Extracted records: Begin

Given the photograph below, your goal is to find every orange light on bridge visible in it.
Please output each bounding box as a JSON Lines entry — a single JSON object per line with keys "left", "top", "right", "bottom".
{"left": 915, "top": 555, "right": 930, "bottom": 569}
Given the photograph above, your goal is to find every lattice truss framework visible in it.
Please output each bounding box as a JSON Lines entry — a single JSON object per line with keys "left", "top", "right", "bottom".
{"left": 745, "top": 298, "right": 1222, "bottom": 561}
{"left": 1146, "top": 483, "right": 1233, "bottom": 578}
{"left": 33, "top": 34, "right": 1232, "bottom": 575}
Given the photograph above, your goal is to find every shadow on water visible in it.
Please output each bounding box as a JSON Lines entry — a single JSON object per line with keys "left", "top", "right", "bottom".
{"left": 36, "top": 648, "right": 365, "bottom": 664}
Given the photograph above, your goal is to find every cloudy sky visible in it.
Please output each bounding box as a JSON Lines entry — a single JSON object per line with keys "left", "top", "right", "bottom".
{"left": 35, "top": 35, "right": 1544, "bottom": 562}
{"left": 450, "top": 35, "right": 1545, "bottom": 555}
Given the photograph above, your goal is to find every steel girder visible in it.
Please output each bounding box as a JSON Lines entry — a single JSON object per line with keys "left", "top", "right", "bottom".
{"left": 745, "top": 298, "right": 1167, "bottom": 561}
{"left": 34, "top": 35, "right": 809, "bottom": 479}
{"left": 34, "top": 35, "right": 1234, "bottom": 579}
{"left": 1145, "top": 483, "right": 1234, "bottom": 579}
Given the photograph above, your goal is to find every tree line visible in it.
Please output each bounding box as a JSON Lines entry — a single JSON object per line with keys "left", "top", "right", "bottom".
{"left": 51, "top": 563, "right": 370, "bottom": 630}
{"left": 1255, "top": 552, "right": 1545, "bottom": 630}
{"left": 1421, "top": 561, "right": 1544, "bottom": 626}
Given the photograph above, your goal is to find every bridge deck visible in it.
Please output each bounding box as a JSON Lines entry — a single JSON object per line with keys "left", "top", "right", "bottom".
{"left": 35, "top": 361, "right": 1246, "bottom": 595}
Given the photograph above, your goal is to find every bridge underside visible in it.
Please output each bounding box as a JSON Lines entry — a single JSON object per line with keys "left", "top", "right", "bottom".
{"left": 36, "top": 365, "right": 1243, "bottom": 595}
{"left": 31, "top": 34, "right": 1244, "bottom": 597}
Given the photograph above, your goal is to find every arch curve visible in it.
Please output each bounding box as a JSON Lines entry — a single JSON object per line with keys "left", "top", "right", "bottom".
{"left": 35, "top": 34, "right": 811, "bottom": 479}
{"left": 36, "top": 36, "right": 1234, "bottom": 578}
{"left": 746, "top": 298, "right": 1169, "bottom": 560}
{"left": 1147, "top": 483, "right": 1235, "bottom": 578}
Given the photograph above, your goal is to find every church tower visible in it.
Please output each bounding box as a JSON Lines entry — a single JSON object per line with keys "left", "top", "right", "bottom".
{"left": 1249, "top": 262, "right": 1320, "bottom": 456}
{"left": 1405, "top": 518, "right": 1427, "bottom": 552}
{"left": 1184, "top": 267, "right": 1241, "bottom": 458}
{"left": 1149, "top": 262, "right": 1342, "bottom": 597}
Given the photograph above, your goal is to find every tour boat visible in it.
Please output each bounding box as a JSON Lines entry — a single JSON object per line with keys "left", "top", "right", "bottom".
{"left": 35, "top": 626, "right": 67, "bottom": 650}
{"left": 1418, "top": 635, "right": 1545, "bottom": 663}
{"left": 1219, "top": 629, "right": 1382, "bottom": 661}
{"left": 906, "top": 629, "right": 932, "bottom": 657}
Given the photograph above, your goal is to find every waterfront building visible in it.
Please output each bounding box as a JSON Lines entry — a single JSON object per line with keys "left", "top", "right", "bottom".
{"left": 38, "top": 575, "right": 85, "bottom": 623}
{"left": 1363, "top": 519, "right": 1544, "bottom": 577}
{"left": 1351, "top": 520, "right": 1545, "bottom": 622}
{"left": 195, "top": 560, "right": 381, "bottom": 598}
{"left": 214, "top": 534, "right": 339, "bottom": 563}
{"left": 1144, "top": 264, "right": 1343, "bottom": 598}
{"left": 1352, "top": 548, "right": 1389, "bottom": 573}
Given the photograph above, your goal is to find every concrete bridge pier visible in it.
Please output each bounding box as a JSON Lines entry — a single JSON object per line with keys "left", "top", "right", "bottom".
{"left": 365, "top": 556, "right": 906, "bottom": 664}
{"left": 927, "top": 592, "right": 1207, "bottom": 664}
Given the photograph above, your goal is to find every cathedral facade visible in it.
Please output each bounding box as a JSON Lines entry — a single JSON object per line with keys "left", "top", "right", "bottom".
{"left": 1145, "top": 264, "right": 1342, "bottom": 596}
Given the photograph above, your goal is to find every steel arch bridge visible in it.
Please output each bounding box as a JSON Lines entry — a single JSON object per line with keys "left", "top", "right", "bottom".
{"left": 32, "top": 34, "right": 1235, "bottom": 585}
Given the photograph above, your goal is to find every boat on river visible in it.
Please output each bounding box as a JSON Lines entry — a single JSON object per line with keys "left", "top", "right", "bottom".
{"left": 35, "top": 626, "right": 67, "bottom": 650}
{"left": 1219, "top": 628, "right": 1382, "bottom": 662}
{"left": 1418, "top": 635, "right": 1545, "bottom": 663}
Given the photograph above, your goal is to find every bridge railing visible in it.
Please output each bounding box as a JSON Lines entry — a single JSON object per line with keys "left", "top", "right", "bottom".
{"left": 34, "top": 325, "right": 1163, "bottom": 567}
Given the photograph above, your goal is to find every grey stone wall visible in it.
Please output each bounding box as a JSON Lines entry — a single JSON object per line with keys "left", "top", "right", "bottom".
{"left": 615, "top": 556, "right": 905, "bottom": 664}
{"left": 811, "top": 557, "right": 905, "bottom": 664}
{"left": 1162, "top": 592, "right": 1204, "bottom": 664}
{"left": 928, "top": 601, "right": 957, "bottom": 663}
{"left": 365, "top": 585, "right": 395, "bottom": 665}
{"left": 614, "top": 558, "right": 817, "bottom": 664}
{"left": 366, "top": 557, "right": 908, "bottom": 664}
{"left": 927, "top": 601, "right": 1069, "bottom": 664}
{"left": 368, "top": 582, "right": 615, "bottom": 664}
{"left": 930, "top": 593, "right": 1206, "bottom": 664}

Extracted records: End

→ **Aim of the exercise**
Give the entries again exactly, every one.

→ **Expected output**
Given the photograph below, your goal is to find every orange light on bridge visible in it.
Please output each bounding box as a JSON Lines entry — a single JSON object per line with keys "left", "top", "right", "bottom".
{"left": 915, "top": 555, "right": 930, "bottom": 569}
Given the photograph above, your goal is to find every lattice truss framework visible in it.
Please output each bounding box as a JSON Lines entry — a single JSON object per line with keys "left", "top", "right", "bottom".
{"left": 745, "top": 298, "right": 1222, "bottom": 561}
{"left": 1146, "top": 483, "right": 1233, "bottom": 578}
{"left": 33, "top": 34, "right": 1232, "bottom": 575}
Given the photograph above, your goal is to find every shadow on water visible in it.
Please output each bounding box as a JSON Lines entry — a single JSON object per line with keys "left", "top", "right", "bottom".
{"left": 36, "top": 648, "right": 365, "bottom": 664}
Given the photograph above, your goal is to find every cloudy sky visible in it.
Please output each bounding box as a JSON Lines entry — a single JSON object per line with keys "left", "top", "right", "bottom".
{"left": 35, "top": 35, "right": 1544, "bottom": 562}
{"left": 450, "top": 35, "right": 1545, "bottom": 555}
Given the photograph above, your goal is to find every steel girder visible in it.
Please output each bounding box as a JSON Lines entry — a single JSON object per line with keys "left", "top", "right", "bottom".
{"left": 745, "top": 298, "right": 1167, "bottom": 561}
{"left": 34, "top": 35, "right": 809, "bottom": 479}
{"left": 34, "top": 35, "right": 1234, "bottom": 579}
{"left": 1145, "top": 483, "right": 1234, "bottom": 579}
Given the photograph above, your goal is to find every tree line visible in it.
Please output each bounding box as a JSON Lines entry — a single JSON object per line with keys "left", "top", "right", "bottom".
{"left": 51, "top": 563, "right": 370, "bottom": 630}
{"left": 1255, "top": 552, "right": 1545, "bottom": 630}
{"left": 1421, "top": 561, "right": 1544, "bottom": 626}
Given the photograph above, your goal is to find every bridge deck visible in it.
Please output each bounding box as a JSON Lines entry — a single JSON object per line with keys "left", "top", "right", "bottom".
{"left": 35, "top": 361, "right": 1246, "bottom": 595}
Given the photograph above, your goal is to find every bridge underside visible in it.
Please output each bounding box as a JSON Lines entry — a single JSON object per line with keys "left", "top", "right", "bottom".
{"left": 36, "top": 365, "right": 1243, "bottom": 595}
{"left": 31, "top": 34, "right": 1244, "bottom": 597}
Given the photograph above, your goal is to find every arch curve visible in it.
Please output each bounding box as a JSON Lines entry — a single JSON object per line with keys "left", "top", "right", "bottom".
{"left": 35, "top": 34, "right": 811, "bottom": 479}
{"left": 36, "top": 36, "right": 1234, "bottom": 578}
{"left": 746, "top": 298, "right": 1169, "bottom": 560}
{"left": 1147, "top": 483, "right": 1235, "bottom": 578}
Given the photograph above, your goal is to find every church tower visible in it.
Please output each bounding box as a JSON Lines entry — a single JSON object per line with keys "left", "top", "right", "bottom".
{"left": 1249, "top": 262, "right": 1320, "bottom": 456}
{"left": 1405, "top": 518, "right": 1427, "bottom": 552}
{"left": 1184, "top": 267, "right": 1241, "bottom": 458}
{"left": 1149, "top": 262, "right": 1342, "bottom": 597}
Given the photograph above, your goal is to find every tour boat visible in it.
Please output each bounding box as a JSON Lines entry — a single JSON object per line with keys "left", "top", "right", "bottom".
{"left": 35, "top": 626, "right": 67, "bottom": 650}
{"left": 1418, "top": 635, "right": 1545, "bottom": 663}
{"left": 1219, "top": 629, "right": 1382, "bottom": 661}
{"left": 906, "top": 629, "right": 932, "bottom": 657}
Given the photograph above, your goal is to find every waterfront building visible in it.
Please output each bounding box as a JSON Lines entry — a single JSON object per line with keys "left", "top", "right", "bottom".
{"left": 38, "top": 575, "right": 85, "bottom": 623}
{"left": 1363, "top": 519, "right": 1544, "bottom": 577}
{"left": 1351, "top": 520, "right": 1545, "bottom": 622}
{"left": 195, "top": 560, "right": 381, "bottom": 598}
{"left": 214, "top": 534, "right": 339, "bottom": 563}
{"left": 1144, "top": 264, "right": 1343, "bottom": 598}
{"left": 1352, "top": 548, "right": 1389, "bottom": 573}
Given the photograph above, your goal is to find every concrete bridge pier visible in it.
Please output each bounding box as a JSON Lines entry — a single JSON object per line with keys "left", "top", "right", "bottom".
{"left": 365, "top": 556, "right": 906, "bottom": 664}
{"left": 927, "top": 592, "right": 1207, "bottom": 664}
Given the photograph above, your goal is to find every cathedral facade visible in it.
Please output each bounding box as a JSON Lines entry — a single JSON object per line with keys "left", "top", "right", "bottom".
{"left": 1145, "top": 264, "right": 1342, "bottom": 596}
Given the photograph above, your goal is to find every steel arch bridge visible in it.
Please output each bounding box as a JSON Lines entry — a single JSON object per line with keys "left", "top", "right", "bottom".
{"left": 32, "top": 34, "right": 1235, "bottom": 585}
Given the photograph above, your goal is to find every boat on river visible in it.
Please output each bounding box as a JSON Lines entry — a single JSON object per line with keys "left", "top", "right", "bottom".
{"left": 35, "top": 626, "right": 67, "bottom": 650}
{"left": 1219, "top": 628, "right": 1382, "bottom": 662}
{"left": 1418, "top": 635, "right": 1545, "bottom": 663}
Given the photograph above, your goal is to find every bridge railing visible in it.
Please output each bounding box as a JSON Lines entry — a single JSON object per line with keys "left", "top", "right", "bottom".
{"left": 34, "top": 325, "right": 1163, "bottom": 567}
Given the photograph above, your goal is to find every grey stone wall visible in it.
Please output each bounding box as a JSON Lines entry — a single JSON object per line with keys "left", "top", "right", "bottom".
{"left": 615, "top": 556, "right": 905, "bottom": 664}
{"left": 811, "top": 557, "right": 905, "bottom": 664}
{"left": 1162, "top": 592, "right": 1204, "bottom": 664}
{"left": 928, "top": 601, "right": 957, "bottom": 663}
{"left": 365, "top": 585, "right": 395, "bottom": 665}
{"left": 614, "top": 558, "right": 817, "bottom": 664}
{"left": 366, "top": 557, "right": 908, "bottom": 664}
{"left": 927, "top": 601, "right": 1069, "bottom": 664}
{"left": 368, "top": 582, "right": 615, "bottom": 664}
{"left": 930, "top": 593, "right": 1206, "bottom": 664}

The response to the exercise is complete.